# [DATA FOR THE TASK]

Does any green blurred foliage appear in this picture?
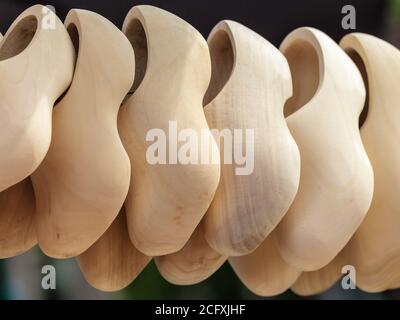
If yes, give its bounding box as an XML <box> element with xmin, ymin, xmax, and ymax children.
<box><xmin>389</xmin><ymin>0</ymin><xmax>400</xmax><ymax>21</ymax></box>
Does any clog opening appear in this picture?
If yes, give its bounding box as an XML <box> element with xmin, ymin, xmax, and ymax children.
<box><xmin>347</xmin><ymin>49</ymin><xmax>369</xmax><ymax>128</ymax></box>
<box><xmin>125</xmin><ymin>19</ymin><xmax>148</xmax><ymax>94</ymax></box>
<box><xmin>67</xmin><ymin>23</ymin><xmax>79</xmax><ymax>60</ymax></box>
<box><xmin>283</xmin><ymin>39</ymin><xmax>320</xmax><ymax>117</ymax></box>
<box><xmin>0</xmin><ymin>16</ymin><xmax>38</xmax><ymax>61</ymax></box>
<box><xmin>203</xmin><ymin>29</ymin><xmax>234</xmax><ymax>106</ymax></box>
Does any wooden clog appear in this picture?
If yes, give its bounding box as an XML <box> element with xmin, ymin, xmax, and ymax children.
<box><xmin>0</xmin><ymin>178</ymin><xmax>37</xmax><ymax>259</ymax></box>
<box><xmin>32</xmin><ymin>9</ymin><xmax>134</xmax><ymax>258</ymax></box>
<box><xmin>118</xmin><ymin>6</ymin><xmax>220</xmax><ymax>256</ymax></box>
<box><xmin>204</xmin><ymin>21</ymin><xmax>300</xmax><ymax>256</ymax></box>
<box><xmin>291</xmin><ymin>246</ymin><xmax>349</xmax><ymax>296</ymax></box>
<box><xmin>229</xmin><ymin>232</ymin><xmax>301</xmax><ymax>297</ymax></box>
<box><xmin>277</xmin><ymin>28</ymin><xmax>373</xmax><ymax>271</ymax></box>
<box><xmin>0</xmin><ymin>33</ymin><xmax>36</xmax><ymax>259</ymax></box>
<box><xmin>0</xmin><ymin>5</ymin><xmax>74</xmax><ymax>192</ymax></box>
<box><xmin>78</xmin><ymin>209</ymin><xmax>150</xmax><ymax>292</ymax></box>
<box><xmin>340</xmin><ymin>33</ymin><xmax>400</xmax><ymax>292</ymax></box>
<box><xmin>155</xmin><ymin>223</ymin><xmax>227</xmax><ymax>285</ymax></box>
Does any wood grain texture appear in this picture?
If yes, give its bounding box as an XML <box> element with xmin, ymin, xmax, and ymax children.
<box><xmin>341</xmin><ymin>33</ymin><xmax>400</xmax><ymax>292</ymax></box>
<box><xmin>32</xmin><ymin>10</ymin><xmax>134</xmax><ymax>258</ymax></box>
<box><xmin>0</xmin><ymin>33</ymin><xmax>36</xmax><ymax>259</ymax></box>
<box><xmin>277</xmin><ymin>28</ymin><xmax>373</xmax><ymax>271</ymax></box>
<box><xmin>119</xmin><ymin>6</ymin><xmax>220</xmax><ymax>256</ymax></box>
<box><xmin>229</xmin><ymin>232</ymin><xmax>301</xmax><ymax>297</ymax></box>
<box><xmin>0</xmin><ymin>178</ymin><xmax>37</xmax><ymax>259</ymax></box>
<box><xmin>78</xmin><ymin>209</ymin><xmax>151</xmax><ymax>292</ymax></box>
<box><xmin>0</xmin><ymin>5</ymin><xmax>74</xmax><ymax>192</ymax></box>
<box><xmin>291</xmin><ymin>246</ymin><xmax>348</xmax><ymax>297</ymax></box>
<box><xmin>204</xmin><ymin>21</ymin><xmax>300</xmax><ymax>256</ymax></box>
<box><xmin>155</xmin><ymin>223</ymin><xmax>227</xmax><ymax>285</ymax></box>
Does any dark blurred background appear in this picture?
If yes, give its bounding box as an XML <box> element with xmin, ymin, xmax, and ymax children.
<box><xmin>0</xmin><ymin>0</ymin><xmax>400</xmax><ymax>299</ymax></box>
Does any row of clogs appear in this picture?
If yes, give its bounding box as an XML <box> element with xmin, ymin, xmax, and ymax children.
<box><xmin>0</xmin><ymin>5</ymin><xmax>400</xmax><ymax>296</ymax></box>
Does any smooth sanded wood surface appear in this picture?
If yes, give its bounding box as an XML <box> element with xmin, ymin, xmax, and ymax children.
<box><xmin>119</xmin><ymin>6</ymin><xmax>220</xmax><ymax>256</ymax></box>
<box><xmin>0</xmin><ymin>5</ymin><xmax>74</xmax><ymax>192</ymax></box>
<box><xmin>0</xmin><ymin>33</ymin><xmax>36</xmax><ymax>259</ymax></box>
<box><xmin>155</xmin><ymin>223</ymin><xmax>227</xmax><ymax>285</ymax></box>
<box><xmin>340</xmin><ymin>33</ymin><xmax>400</xmax><ymax>292</ymax></box>
<box><xmin>32</xmin><ymin>9</ymin><xmax>135</xmax><ymax>258</ymax></box>
<box><xmin>78</xmin><ymin>209</ymin><xmax>151</xmax><ymax>292</ymax></box>
<box><xmin>291</xmin><ymin>246</ymin><xmax>346</xmax><ymax>296</ymax></box>
<box><xmin>0</xmin><ymin>178</ymin><xmax>37</xmax><ymax>259</ymax></box>
<box><xmin>229</xmin><ymin>232</ymin><xmax>301</xmax><ymax>297</ymax></box>
<box><xmin>204</xmin><ymin>21</ymin><xmax>300</xmax><ymax>256</ymax></box>
<box><xmin>277</xmin><ymin>28</ymin><xmax>373</xmax><ymax>271</ymax></box>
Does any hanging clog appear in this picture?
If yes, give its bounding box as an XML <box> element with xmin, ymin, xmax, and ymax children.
<box><xmin>0</xmin><ymin>5</ymin><xmax>74</xmax><ymax>192</ymax></box>
<box><xmin>119</xmin><ymin>6</ymin><xmax>220</xmax><ymax>256</ymax></box>
<box><xmin>229</xmin><ymin>232</ymin><xmax>301</xmax><ymax>297</ymax></box>
<box><xmin>204</xmin><ymin>21</ymin><xmax>300</xmax><ymax>256</ymax></box>
<box><xmin>291</xmin><ymin>246</ymin><xmax>349</xmax><ymax>297</ymax></box>
<box><xmin>155</xmin><ymin>223</ymin><xmax>227</xmax><ymax>285</ymax></box>
<box><xmin>78</xmin><ymin>209</ymin><xmax>150</xmax><ymax>292</ymax></box>
<box><xmin>340</xmin><ymin>33</ymin><xmax>400</xmax><ymax>292</ymax></box>
<box><xmin>277</xmin><ymin>28</ymin><xmax>373</xmax><ymax>271</ymax></box>
<box><xmin>32</xmin><ymin>9</ymin><xmax>134</xmax><ymax>258</ymax></box>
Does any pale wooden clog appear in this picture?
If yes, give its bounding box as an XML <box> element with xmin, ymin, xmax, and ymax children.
<box><xmin>277</xmin><ymin>28</ymin><xmax>373</xmax><ymax>271</ymax></box>
<box><xmin>119</xmin><ymin>6</ymin><xmax>220</xmax><ymax>256</ymax></box>
<box><xmin>32</xmin><ymin>9</ymin><xmax>134</xmax><ymax>258</ymax></box>
<box><xmin>0</xmin><ymin>178</ymin><xmax>37</xmax><ymax>259</ymax></box>
<box><xmin>78</xmin><ymin>209</ymin><xmax>150</xmax><ymax>292</ymax></box>
<box><xmin>291</xmin><ymin>246</ymin><xmax>349</xmax><ymax>296</ymax></box>
<box><xmin>0</xmin><ymin>5</ymin><xmax>74</xmax><ymax>192</ymax></box>
<box><xmin>0</xmin><ymin>33</ymin><xmax>36</xmax><ymax>259</ymax></box>
<box><xmin>340</xmin><ymin>33</ymin><xmax>400</xmax><ymax>292</ymax></box>
<box><xmin>205</xmin><ymin>21</ymin><xmax>300</xmax><ymax>256</ymax></box>
<box><xmin>229</xmin><ymin>232</ymin><xmax>301</xmax><ymax>297</ymax></box>
<box><xmin>155</xmin><ymin>223</ymin><xmax>227</xmax><ymax>285</ymax></box>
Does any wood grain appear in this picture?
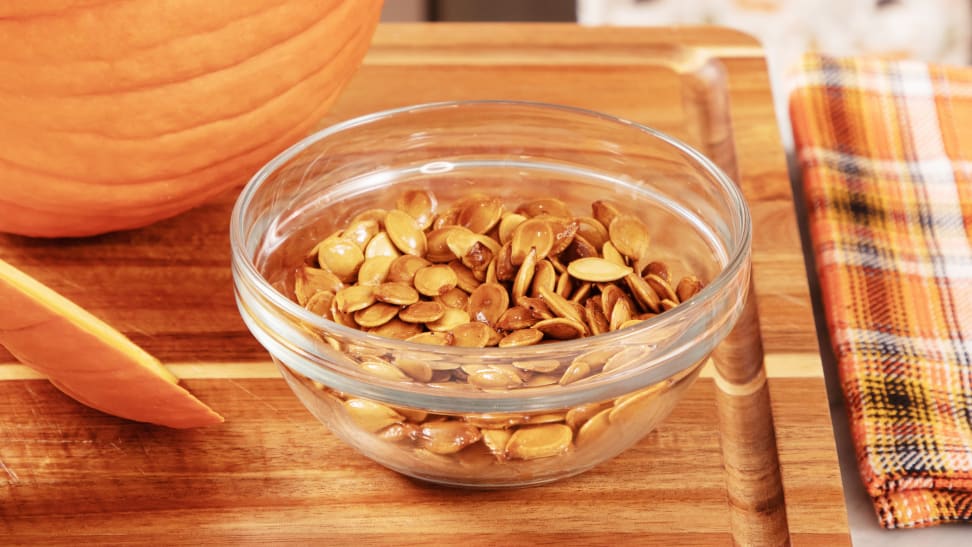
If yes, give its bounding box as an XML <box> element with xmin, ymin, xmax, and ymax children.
<box><xmin>0</xmin><ymin>24</ymin><xmax>849</xmax><ymax>545</ymax></box>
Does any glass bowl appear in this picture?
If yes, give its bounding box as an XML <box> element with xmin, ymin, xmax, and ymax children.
<box><xmin>230</xmin><ymin>101</ymin><xmax>751</xmax><ymax>488</ymax></box>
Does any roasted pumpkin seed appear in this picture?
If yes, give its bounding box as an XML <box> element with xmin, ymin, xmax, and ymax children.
<box><xmin>395</xmin><ymin>190</ymin><xmax>437</xmax><ymax>230</ymax></box>
<box><xmin>506</xmin><ymin>424</ymin><xmax>574</xmax><ymax>460</ymax></box>
<box><xmin>468</xmin><ymin>283</ymin><xmax>510</xmax><ymax>326</ymax></box>
<box><xmin>499</xmin><ymin>329</ymin><xmax>543</xmax><ymax>348</ymax></box>
<box><xmin>414</xmin><ymin>264</ymin><xmax>459</xmax><ymax>296</ymax></box>
<box><xmin>354</xmin><ymin>302</ymin><xmax>400</xmax><ymax>328</ymax></box>
<box><xmin>452</xmin><ymin>321</ymin><xmax>491</xmax><ymax>348</ymax></box>
<box><xmin>398</xmin><ymin>301</ymin><xmax>446</xmax><ymax>323</ymax></box>
<box><xmin>374</xmin><ymin>281</ymin><xmax>419</xmax><ymax>306</ymax></box>
<box><xmin>567</xmin><ymin>257</ymin><xmax>632</xmax><ymax>283</ymax></box>
<box><xmin>317</xmin><ymin>238</ymin><xmax>365</xmax><ymax>283</ymax></box>
<box><xmin>385</xmin><ymin>209</ymin><xmax>428</xmax><ymax>256</ymax></box>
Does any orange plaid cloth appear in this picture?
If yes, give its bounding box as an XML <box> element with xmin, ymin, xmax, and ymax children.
<box><xmin>790</xmin><ymin>56</ymin><xmax>972</xmax><ymax>528</ymax></box>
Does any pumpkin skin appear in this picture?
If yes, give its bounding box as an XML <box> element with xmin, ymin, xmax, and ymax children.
<box><xmin>0</xmin><ymin>0</ymin><xmax>381</xmax><ymax>237</ymax></box>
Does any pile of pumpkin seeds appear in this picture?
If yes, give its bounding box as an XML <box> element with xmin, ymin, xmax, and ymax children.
<box><xmin>294</xmin><ymin>190</ymin><xmax>702</xmax><ymax>366</ymax></box>
<box><xmin>293</xmin><ymin>190</ymin><xmax>702</xmax><ymax>462</ymax></box>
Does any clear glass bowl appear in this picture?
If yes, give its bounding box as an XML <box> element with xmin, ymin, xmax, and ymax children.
<box><xmin>230</xmin><ymin>101</ymin><xmax>751</xmax><ymax>488</ymax></box>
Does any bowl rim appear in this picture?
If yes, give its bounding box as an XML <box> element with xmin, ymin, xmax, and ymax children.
<box><xmin>230</xmin><ymin>99</ymin><xmax>752</xmax><ymax>406</ymax></box>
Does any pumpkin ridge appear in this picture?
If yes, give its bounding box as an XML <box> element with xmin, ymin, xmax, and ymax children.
<box><xmin>0</xmin><ymin>2</ymin><xmax>348</xmax><ymax>99</ymax></box>
<box><xmin>0</xmin><ymin>13</ymin><xmax>368</xmax><ymax>185</ymax></box>
<box><xmin>0</xmin><ymin>0</ymin><xmax>118</xmax><ymax>21</ymax></box>
<box><xmin>0</xmin><ymin>80</ymin><xmax>339</xmax><ymax>194</ymax></box>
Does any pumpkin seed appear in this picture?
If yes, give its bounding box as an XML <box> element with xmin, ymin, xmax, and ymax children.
<box><xmin>387</xmin><ymin>255</ymin><xmax>432</xmax><ymax>285</ymax></box>
<box><xmin>468</xmin><ymin>366</ymin><xmax>523</xmax><ymax>389</ymax></box>
<box><xmin>456</xmin><ymin>197</ymin><xmax>503</xmax><ymax>234</ymax></box>
<box><xmin>330</xmin><ymin>298</ymin><xmax>358</xmax><ymax>329</ymax></box>
<box><xmin>506</xmin><ymin>424</ymin><xmax>574</xmax><ymax>460</ymax></box>
<box><xmin>530</xmin><ymin>259</ymin><xmax>557</xmax><ymax>296</ymax></box>
<box><xmin>513</xmin><ymin>248</ymin><xmax>537</xmax><ymax>300</ymax></box>
<box><xmin>498</xmin><ymin>213</ymin><xmax>527</xmax><ymax>244</ymax></box>
<box><xmin>574</xmin><ymin>217</ymin><xmax>611</xmax><ymax>249</ymax></box>
<box><xmin>516</xmin><ymin>296</ymin><xmax>554</xmax><ymax>319</ymax></box>
<box><xmin>560</xmin><ymin>234</ymin><xmax>600</xmax><ymax>264</ymax></box>
<box><xmin>482</xmin><ymin>429</ymin><xmax>513</xmax><ymax>458</ymax></box>
<box><xmin>499</xmin><ymin>329</ymin><xmax>543</xmax><ymax>348</ymax></box>
<box><xmin>398</xmin><ymin>301</ymin><xmax>446</xmax><ymax>323</ymax></box>
<box><xmin>374</xmin><ymin>281</ymin><xmax>419</xmax><ymax>306</ymax></box>
<box><xmin>358</xmin><ymin>256</ymin><xmax>396</xmax><ymax>286</ymax></box>
<box><xmin>534</xmin><ymin>285</ymin><xmax>584</xmax><ymax>326</ymax></box>
<box><xmin>376</xmin><ymin>423</ymin><xmax>418</xmax><ymax>443</ymax></box>
<box><xmin>601</xmin><ymin>346</ymin><xmax>648</xmax><ymax>374</ymax></box>
<box><xmin>601</xmin><ymin>241</ymin><xmax>628</xmax><ymax>266</ymax></box>
<box><xmin>516</xmin><ymin>198</ymin><xmax>571</xmax><ymax>217</ymax></box>
<box><xmin>564</xmin><ymin>402</ymin><xmax>611</xmax><ymax>429</ymax></box>
<box><xmin>537</xmin><ymin>215</ymin><xmax>577</xmax><ymax>255</ymax></box>
<box><xmin>584</xmin><ymin>298</ymin><xmax>611</xmax><ymax>336</ymax></box>
<box><xmin>342</xmin><ymin>399</ymin><xmax>405</xmax><ymax>433</ymax></box>
<box><xmin>452</xmin><ymin>321</ymin><xmax>491</xmax><ymax>348</ymax></box>
<box><xmin>513</xmin><ymin>359</ymin><xmax>563</xmax><ymax>372</ymax></box>
<box><xmin>570</xmin><ymin>282</ymin><xmax>594</xmax><ymax>303</ymax></box>
<box><xmin>523</xmin><ymin>374</ymin><xmax>560</xmax><ymax>387</ymax></box>
<box><xmin>559</xmin><ymin>361</ymin><xmax>593</xmax><ymax>386</ymax></box>
<box><xmin>468</xmin><ymin>283</ymin><xmax>510</xmax><ymax>326</ymax></box>
<box><xmin>624</xmin><ymin>273</ymin><xmax>661</xmax><ymax>312</ymax></box>
<box><xmin>425</xmin><ymin>226</ymin><xmax>466</xmax><ymax>264</ymax></box>
<box><xmin>365</xmin><ymin>232</ymin><xmax>401</xmax><ymax>258</ymax></box>
<box><xmin>496</xmin><ymin>305</ymin><xmax>540</xmax><ymax>331</ymax></box>
<box><xmin>405</xmin><ymin>332</ymin><xmax>455</xmax><ymax>346</ymax></box>
<box><xmin>348</xmin><ymin>208</ymin><xmax>388</xmax><ymax>228</ymax></box>
<box><xmin>434</xmin><ymin>284</ymin><xmax>469</xmax><ymax>310</ymax></box>
<box><xmin>574</xmin><ymin>408</ymin><xmax>620</xmax><ymax>448</ymax></box>
<box><xmin>608</xmin><ymin>298</ymin><xmax>631</xmax><ymax>330</ymax></box>
<box><xmin>354</xmin><ymin>302</ymin><xmax>399</xmax><ymax>328</ymax></box>
<box><xmin>395</xmin><ymin>190</ymin><xmax>438</xmax><ymax>230</ymax></box>
<box><xmin>294</xmin><ymin>267</ymin><xmax>344</xmax><ymax>306</ymax></box>
<box><xmin>392</xmin><ymin>406</ymin><xmax>429</xmax><ymax>423</ymax></box>
<box><xmin>554</xmin><ymin>272</ymin><xmax>573</xmax><ymax>299</ymax></box>
<box><xmin>567</xmin><ymin>258</ymin><xmax>632</xmax><ymax>283</ymax></box>
<box><xmin>641</xmin><ymin>261</ymin><xmax>672</xmax><ymax>283</ymax></box>
<box><xmin>317</xmin><ymin>238</ymin><xmax>365</xmax><ymax>283</ymax></box>
<box><xmin>368</xmin><ymin>317</ymin><xmax>422</xmax><ymax>340</ymax></box>
<box><xmin>618</xmin><ymin>318</ymin><xmax>644</xmax><ymax>330</ymax></box>
<box><xmin>334</xmin><ymin>285</ymin><xmax>375</xmax><ymax>313</ymax></box>
<box><xmin>414</xmin><ymin>264</ymin><xmax>459</xmax><ymax>296</ymax></box>
<box><xmin>449</xmin><ymin>260</ymin><xmax>481</xmax><ymax>293</ymax></box>
<box><xmin>432</xmin><ymin>207</ymin><xmax>459</xmax><ymax>230</ymax></box>
<box><xmin>645</xmin><ymin>274</ymin><xmax>678</xmax><ymax>302</ymax></box>
<box><xmin>675</xmin><ymin>275</ymin><xmax>702</xmax><ymax>302</ymax></box>
<box><xmin>385</xmin><ymin>209</ymin><xmax>428</xmax><ymax>256</ymax></box>
<box><xmin>512</xmin><ymin>218</ymin><xmax>554</xmax><ymax>268</ymax></box>
<box><xmin>341</xmin><ymin>219</ymin><xmax>381</xmax><ymax>252</ymax></box>
<box><xmin>418</xmin><ymin>420</ymin><xmax>482</xmax><ymax>454</ymax></box>
<box><xmin>425</xmin><ymin>308</ymin><xmax>469</xmax><ymax>332</ymax></box>
<box><xmin>358</xmin><ymin>360</ymin><xmax>408</xmax><ymax>380</ymax></box>
<box><xmin>304</xmin><ymin>292</ymin><xmax>334</xmax><ymax>319</ymax></box>
<box><xmin>533</xmin><ymin>317</ymin><xmax>587</xmax><ymax>340</ymax></box>
<box><xmin>395</xmin><ymin>357</ymin><xmax>432</xmax><ymax>384</ymax></box>
<box><xmin>591</xmin><ymin>200</ymin><xmax>621</xmax><ymax>228</ymax></box>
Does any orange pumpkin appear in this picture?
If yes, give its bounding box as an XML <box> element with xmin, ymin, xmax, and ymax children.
<box><xmin>0</xmin><ymin>0</ymin><xmax>381</xmax><ymax>237</ymax></box>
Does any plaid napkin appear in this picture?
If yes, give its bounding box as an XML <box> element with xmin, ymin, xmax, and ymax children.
<box><xmin>790</xmin><ymin>56</ymin><xmax>972</xmax><ymax>528</ymax></box>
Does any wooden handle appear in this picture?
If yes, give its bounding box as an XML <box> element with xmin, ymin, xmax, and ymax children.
<box><xmin>712</xmin><ymin>282</ymin><xmax>790</xmax><ymax>545</ymax></box>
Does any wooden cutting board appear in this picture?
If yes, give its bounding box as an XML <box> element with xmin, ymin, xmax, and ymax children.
<box><xmin>0</xmin><ymin>24</ymin><xmax>849</xmax><ymax>545</ymax></box>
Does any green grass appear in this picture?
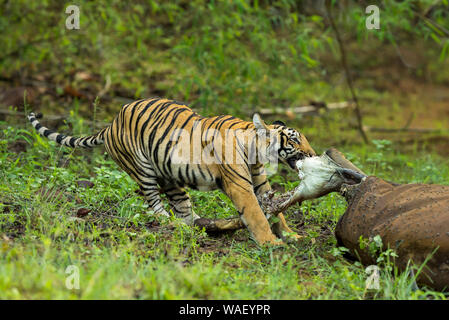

# [STATED GOAL]
Copy out every line of the data above that contains the word "blurred".

# [TASK SOLUTION]
Does any green blurred foliage appear in this picture?
Does any dark blurred background appear in this picture?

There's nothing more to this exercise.